===== DATA FOR PROCESSING =====
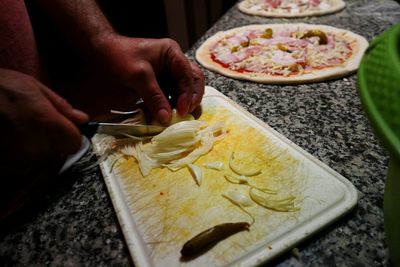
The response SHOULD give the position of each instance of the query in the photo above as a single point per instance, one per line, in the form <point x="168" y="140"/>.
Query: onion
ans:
<point x="177" y="146"/>
<point x="196" y="173"/>
<point x="284" y="204"/>
<point x="216" y="165"/>
<point x="239" y="198"/>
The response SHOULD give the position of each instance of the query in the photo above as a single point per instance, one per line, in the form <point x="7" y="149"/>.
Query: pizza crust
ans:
<point x="348" y="67"/>
<point x="336" y="5"/>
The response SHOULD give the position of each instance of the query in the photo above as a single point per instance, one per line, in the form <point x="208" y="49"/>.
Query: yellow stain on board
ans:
<point x="169" y="207"/>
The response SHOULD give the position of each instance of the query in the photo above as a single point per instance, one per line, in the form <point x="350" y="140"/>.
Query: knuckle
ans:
<point x="140" y="69"/>
<point x="170" y="43"/>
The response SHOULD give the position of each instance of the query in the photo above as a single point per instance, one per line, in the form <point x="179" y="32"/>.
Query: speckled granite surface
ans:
<point x="76" y="226"/>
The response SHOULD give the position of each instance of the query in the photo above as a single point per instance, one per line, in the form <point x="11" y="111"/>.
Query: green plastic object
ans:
<point x="379" y="87"/>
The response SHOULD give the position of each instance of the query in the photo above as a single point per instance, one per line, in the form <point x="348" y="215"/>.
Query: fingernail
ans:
<point x="80" y="114"/>
<point x="163" y="116"/>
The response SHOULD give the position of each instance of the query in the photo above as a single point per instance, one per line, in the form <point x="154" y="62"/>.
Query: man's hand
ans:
<point x="36" y="124"/>
<point x="141" y="64"/>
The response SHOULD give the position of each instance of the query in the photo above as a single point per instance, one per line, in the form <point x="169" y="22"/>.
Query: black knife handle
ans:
<point x="89" y="129"/>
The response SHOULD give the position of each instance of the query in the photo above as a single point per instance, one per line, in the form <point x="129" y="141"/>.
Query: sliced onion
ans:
<point x="284" y="204"/>
<point x="129" y="151"/>
<point x="239" y="198"/>
<point x="216" y="165"/>
<point x="196" y="173"/>
<point x="178" y="145"/>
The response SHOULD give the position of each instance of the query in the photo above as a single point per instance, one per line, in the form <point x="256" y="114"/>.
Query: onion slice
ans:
<point x="196" y="173"/>
<point x="215" y="165"/>
<point x="283" y="204"/>
<point x="239" y="198"/>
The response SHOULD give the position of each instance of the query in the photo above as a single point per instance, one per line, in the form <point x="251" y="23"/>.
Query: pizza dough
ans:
<point x="290" y="8"/>
<point x="283" y="53"/>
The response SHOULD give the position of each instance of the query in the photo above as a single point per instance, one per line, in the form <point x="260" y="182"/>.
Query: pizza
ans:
<point x="290" y="8"/>
<point x="283" y="53"/>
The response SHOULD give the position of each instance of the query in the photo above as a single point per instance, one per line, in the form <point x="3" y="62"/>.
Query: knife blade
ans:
<point x="118" y="129"/>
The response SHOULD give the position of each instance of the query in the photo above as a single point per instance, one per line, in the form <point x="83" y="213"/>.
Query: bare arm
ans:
<point x="135" y="62"/>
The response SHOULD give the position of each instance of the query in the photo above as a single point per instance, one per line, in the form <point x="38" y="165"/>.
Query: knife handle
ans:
<point x="89" y="129"/>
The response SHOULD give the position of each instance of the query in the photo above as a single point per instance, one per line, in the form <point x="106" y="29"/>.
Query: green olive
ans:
<point x="267" y="34"/>
<point x="316" y="33"/>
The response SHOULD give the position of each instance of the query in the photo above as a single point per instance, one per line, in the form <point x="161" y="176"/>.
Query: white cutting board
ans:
<point x="160" y="212"/>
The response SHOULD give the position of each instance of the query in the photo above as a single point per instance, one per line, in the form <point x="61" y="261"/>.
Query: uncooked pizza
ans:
<point x="290" y="8"/>
<point x="283" y="53"/>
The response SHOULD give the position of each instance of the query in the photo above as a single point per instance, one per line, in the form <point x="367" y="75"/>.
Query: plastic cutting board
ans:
<point x="160" y="212"/>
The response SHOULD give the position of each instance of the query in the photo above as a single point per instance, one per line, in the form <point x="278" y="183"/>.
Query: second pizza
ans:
<point x="283" y="53"/>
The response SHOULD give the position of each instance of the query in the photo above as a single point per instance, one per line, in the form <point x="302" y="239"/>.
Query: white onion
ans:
<point x="239" y="198"/>
<point x="196" y="173"/>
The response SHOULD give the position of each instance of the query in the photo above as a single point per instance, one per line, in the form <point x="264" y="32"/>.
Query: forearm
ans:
<point x="82" y="22"/>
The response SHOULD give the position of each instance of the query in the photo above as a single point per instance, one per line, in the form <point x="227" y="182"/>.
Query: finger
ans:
<point x="64" y="107"/>
<point x="145" y="82"/>
<point x="181" y="70"/>
<point x="198" y="86"/>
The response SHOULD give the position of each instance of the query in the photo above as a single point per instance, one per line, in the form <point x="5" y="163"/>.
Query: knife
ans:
<point x="91" y="128"/>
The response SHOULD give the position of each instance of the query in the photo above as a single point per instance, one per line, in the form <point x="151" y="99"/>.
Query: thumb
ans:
<point x="151" y="93"/>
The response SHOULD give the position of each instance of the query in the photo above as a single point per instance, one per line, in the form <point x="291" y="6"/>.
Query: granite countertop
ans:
<point x="76" y="225"/>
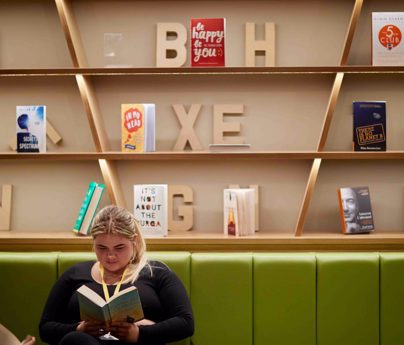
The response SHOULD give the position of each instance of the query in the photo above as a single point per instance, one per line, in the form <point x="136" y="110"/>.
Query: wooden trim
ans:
<point x="351" y="31"/>
<point x="228" y="71"/>
<point x="5" y="206"/>
<point x="202" y="242"/>
<point x="332" y="104"/>
<point x="112" y="184"/>
<point x="307" y="196"/>
<point x="93" y="114"/>
<point x="72" y="34"/>
<point x="202" y="155"/>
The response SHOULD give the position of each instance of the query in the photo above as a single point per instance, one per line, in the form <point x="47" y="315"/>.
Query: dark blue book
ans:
<point x="369" y="126"/>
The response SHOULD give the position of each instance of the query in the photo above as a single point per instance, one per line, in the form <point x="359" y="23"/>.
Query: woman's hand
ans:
<point x="29" y="340"/>
<point x="145" y="322"/>
<point x="125" y="331"/>
<point x="94" y="328"/>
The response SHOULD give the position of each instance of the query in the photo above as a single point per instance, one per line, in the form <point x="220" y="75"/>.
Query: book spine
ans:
<point x="84" y="206"/>
<point x="341" y="211"/>
<point x="92" y="207"/>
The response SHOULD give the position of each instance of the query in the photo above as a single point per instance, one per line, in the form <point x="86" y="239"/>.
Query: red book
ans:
<point x="207" y="42"/>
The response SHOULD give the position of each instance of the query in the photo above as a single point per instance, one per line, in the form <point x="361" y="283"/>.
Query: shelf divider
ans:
<point x="90" y="103"/>
<point x="332" y="103"/>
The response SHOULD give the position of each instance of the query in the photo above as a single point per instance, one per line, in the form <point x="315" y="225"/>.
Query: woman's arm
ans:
<point x="179" y="323"/>
<point x="53" y="325"/>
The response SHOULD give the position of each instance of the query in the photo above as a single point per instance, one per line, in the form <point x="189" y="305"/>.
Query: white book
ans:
<point x="31" y="128"/>
<point x="239" y="211"/>
<point x="138" y="127"/>
<point x="151" y="208"/>
<point x="387" y="38"/>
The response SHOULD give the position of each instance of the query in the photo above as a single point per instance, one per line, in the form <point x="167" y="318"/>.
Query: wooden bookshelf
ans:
<point x="201" y="242"/>
<point x="90" y="88"/>
<point x="202" y="155"/>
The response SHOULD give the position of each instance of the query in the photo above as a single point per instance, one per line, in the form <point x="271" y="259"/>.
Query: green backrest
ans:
<point x="25" y="282"/>
<point x="221" y="297"/>
<point x="348" y="299"/>
<point x="391" y="298"/>
<point x="242" y="298"/>
<point x="285" y="299"/>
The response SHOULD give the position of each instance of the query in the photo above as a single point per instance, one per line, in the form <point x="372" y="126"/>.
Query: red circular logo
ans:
<point x="390" y="36"/>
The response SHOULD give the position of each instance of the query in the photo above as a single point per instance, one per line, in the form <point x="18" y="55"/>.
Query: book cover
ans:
<point x="138" y="127"/>
<point x="239" y="211"/>
<point x="84" y="206"/>
<point x="387" y="40"/>
<point x="123" y="306"/>
<point x="356" y="210"/>
<point x="369" y="126"/>
<point x="208" y="42"/>
<point x="151" y="208"/>
<point x="31" y="128"/>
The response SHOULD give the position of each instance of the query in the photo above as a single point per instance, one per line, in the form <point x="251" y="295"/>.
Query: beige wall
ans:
<point x="282" y="112"/>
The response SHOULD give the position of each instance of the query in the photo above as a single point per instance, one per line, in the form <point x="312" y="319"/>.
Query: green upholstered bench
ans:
<point x="247" y="298"/>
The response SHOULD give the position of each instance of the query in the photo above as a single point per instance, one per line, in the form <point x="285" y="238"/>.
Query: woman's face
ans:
<point x="113" y="251"/>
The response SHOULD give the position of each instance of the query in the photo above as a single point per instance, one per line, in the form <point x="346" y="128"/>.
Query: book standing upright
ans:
<point x="356" y="210"/>
<point x="88" y="208"/>
<point x="138" y="127"/>
<point x="387" y="38"/>
<point x="151" y="208"/>
<point x="208" y="42"/>
<point x="31" y="128"/>
<point x="369" y="126"/>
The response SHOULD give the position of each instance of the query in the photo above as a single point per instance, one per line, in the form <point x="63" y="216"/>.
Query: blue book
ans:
<point x="369" y="126"/>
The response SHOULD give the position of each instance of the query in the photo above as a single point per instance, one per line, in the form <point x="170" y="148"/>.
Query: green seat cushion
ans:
<point x="348" y="299"/>
<point x="391" y="298"/>
<point x="179" y="262"/>
<point x="26" y="279"/>
<point x="68" y="259"/>
<point x="284" y="299"/>
<point x="221" y="297"/>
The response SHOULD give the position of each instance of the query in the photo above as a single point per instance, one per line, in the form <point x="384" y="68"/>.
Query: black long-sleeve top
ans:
<point x="163" y="296"/>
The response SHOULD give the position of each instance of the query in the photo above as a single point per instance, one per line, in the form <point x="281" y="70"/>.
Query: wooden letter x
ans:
<point x="187" y="121"/>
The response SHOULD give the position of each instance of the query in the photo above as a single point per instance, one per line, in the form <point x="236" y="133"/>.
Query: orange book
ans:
<point x="138" y="127"/>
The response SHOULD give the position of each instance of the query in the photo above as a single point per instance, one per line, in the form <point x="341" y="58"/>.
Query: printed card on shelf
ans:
<point x="208" y="42"/>
<point x="31" y="128"/>
<point x="387" y="38"/>
<point x="151" y="208"/>
<point x="138" y="127"/>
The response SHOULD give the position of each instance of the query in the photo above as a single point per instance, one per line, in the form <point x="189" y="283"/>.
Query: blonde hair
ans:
<point x="117" y="220"/>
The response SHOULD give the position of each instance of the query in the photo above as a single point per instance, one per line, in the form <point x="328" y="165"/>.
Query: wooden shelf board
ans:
<point x="55" y="72"/>
<point x="202" y="155"/>
<point x="263" y="241"/>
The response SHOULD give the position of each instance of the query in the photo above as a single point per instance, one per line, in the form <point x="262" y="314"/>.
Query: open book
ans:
<point x="123" y="306"/>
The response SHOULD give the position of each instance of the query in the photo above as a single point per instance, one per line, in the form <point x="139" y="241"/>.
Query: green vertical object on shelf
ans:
<point x="84" y="206"/>
<point x="90" y="204"/>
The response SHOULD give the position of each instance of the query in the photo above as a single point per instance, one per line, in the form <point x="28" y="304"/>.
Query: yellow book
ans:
<point x="138" y="127"/>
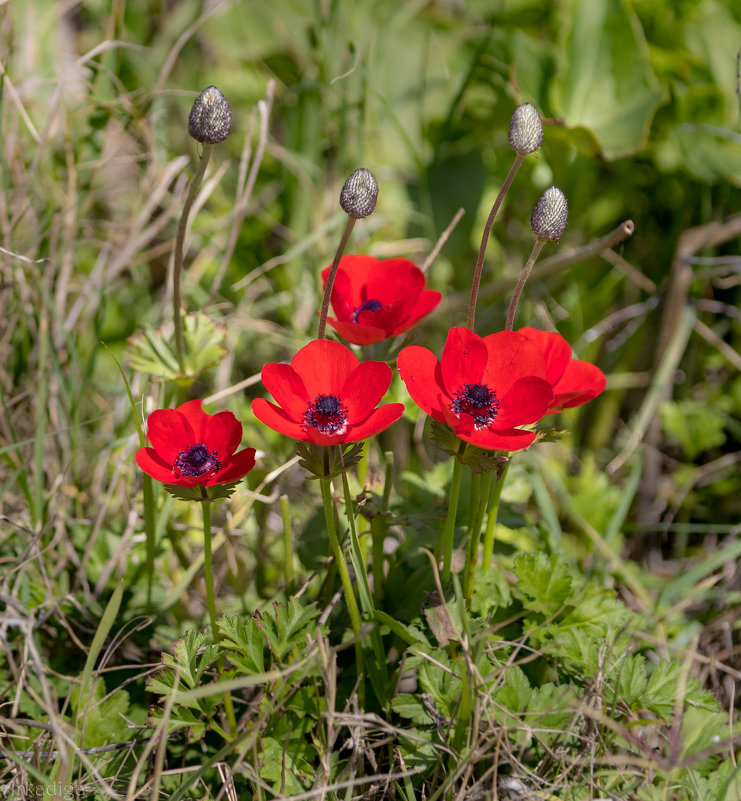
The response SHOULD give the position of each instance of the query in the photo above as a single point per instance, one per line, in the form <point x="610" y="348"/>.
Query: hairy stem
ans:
<point x="479" y="269"/>
<point x="349" y="225"/>
<point x="178" y="256"/>
<point x="524" y="275"/>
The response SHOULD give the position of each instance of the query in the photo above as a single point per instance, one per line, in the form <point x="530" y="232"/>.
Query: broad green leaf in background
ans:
<point x="546" y="583"/>
<point x="605" y="82"/>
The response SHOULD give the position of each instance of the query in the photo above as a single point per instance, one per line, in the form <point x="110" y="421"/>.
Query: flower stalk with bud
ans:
<point x="525" y="136"/>
<point x="209" y="123"/>
<point x="358" y="200"/>
<point x="548" y="222"/>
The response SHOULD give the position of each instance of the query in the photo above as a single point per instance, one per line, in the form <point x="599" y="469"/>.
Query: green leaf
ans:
<point x="245" y="643"/>
<point x="288" y="627"/>
<point x="631" y="680"/>
<point x="516" y="691"/>
<point x="412" y="708"/>
<point x="605" y="82"/>
<point x="664" y="685"/>
<point x="438" y="680"/>
<point x="545" y="583"/>
<point x="104" y="722"/>
<point x="288" y="765"/>
<point x="696" y="425"/>
<point x="549" y="710"/>
<point x="153" y="351"/>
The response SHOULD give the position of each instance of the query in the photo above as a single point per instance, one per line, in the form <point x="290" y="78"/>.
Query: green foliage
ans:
<point x="594" y="655"/>
<point x="153" y="352"/>
<point x="697" y="426"/>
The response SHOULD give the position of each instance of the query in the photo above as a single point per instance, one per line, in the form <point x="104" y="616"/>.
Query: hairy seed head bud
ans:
<point x="550" y="215"/>
<point x="525" y="129"/>
<point x="359" y="194"/>
<point x="210" y="118"/>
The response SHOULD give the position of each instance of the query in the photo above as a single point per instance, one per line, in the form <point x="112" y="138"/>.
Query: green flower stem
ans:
<point x="208" y="576"/>
<point x="448" y="529"/>
<point x="479" y="269"/>
<point x="149" y="528"/>
<point x="376" y="666"/>
<point x="379" y="527"/>
<point x="524" y="275"/>
<point x="178" y="256"/>
<point x="481" y="486"/>
<point x="334" y="544"/>
<point x="492" y="511"/>
<point x="349" y="225"/>
<point x="287" y="542"/>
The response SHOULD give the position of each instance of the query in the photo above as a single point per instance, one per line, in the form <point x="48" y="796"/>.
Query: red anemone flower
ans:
<point x="483" y="387"/>
<point x="192" y="447"/>
<point x="327" y="396"/>
<point x="375" y="299"/>
<point x="574" y="382"/>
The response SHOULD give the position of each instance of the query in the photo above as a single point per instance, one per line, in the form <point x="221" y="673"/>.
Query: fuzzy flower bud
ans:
<point x="210" y="118"/>
<point x="550" y="215"/>
<point x="359" y="194"/>
<point x="525" y="129"/>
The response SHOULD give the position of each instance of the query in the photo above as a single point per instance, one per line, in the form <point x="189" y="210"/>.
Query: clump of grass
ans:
<point x="598" y="659"/>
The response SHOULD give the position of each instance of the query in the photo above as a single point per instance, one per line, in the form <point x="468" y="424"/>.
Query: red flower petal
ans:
<point x="527" y="401"/>
<point x="555" y="349"/>
<point x="239" y="465"/>
<point x="580" y="382"/>
<point x="392" y="280"/>
<point x="463" y="360"/>
<point x="364" y="388"/>
<point x="193" y="412"/>
<point x="286" y="386"/>
<point x="153" y="465"/>
<point x="511" y="357"/>
<point x="421" y="372"/>
<point x="274" y="417"/>
<point x="222" y="432"/>
<point x="379" y="420"/>
<point x="324" y="366"/>
<point x="169" y="432"/>
<point x="397" y="284"/>
<point x="357" y="333"/>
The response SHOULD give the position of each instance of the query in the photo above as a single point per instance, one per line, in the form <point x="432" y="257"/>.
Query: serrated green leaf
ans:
<point x="549" y="710"/>
<point x="104" y="722"/>
<point x="631" y="680"/>
<point x="546" y="584"/>
<point x="664" y="685"/>
<point x="180" y="719"/>
<point x="244" y="642"/>
<point x="440" y="683"/>
<point x="153" y="351"/>
<point x="696" y="425"/>
<point x="288" y="627"/>
<point x="515" y="693"/>
<point x="288" y="765"/>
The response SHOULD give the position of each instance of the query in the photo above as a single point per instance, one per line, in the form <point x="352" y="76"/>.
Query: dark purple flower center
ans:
<point x="197" y="460"/>
<point x="327" y="414"/>
<point x="477" y="400"/>
<point x="369" y="305"/>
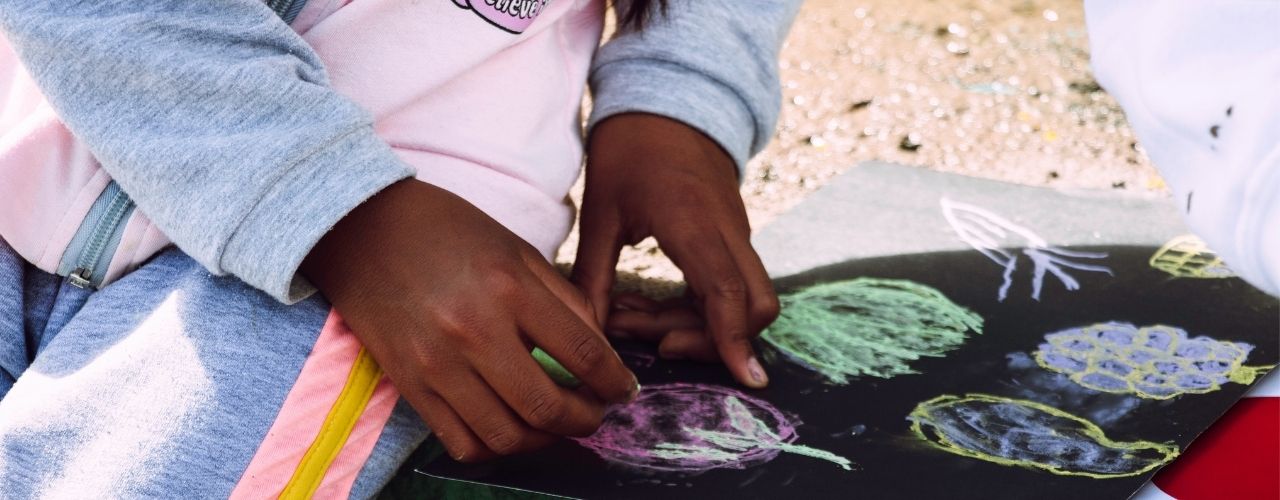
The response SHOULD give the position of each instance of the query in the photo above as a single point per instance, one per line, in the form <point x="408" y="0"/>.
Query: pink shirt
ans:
<point x="481" y="97"/>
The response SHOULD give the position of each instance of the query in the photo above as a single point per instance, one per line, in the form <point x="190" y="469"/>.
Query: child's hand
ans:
<point x="650" y="175"/>
<point x="449" y="303"/>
=====
Find each line in the records above that contains the word "flower", matching case exactly, and copy every such line in full.

■ REPLY TO THE EXERCISE ■
Query: flower stalk with bud
Query: green flower stem
Query: red anemone flower
Query: fuzzy flower bud
Query: red flower petal
Query: dark purple flower center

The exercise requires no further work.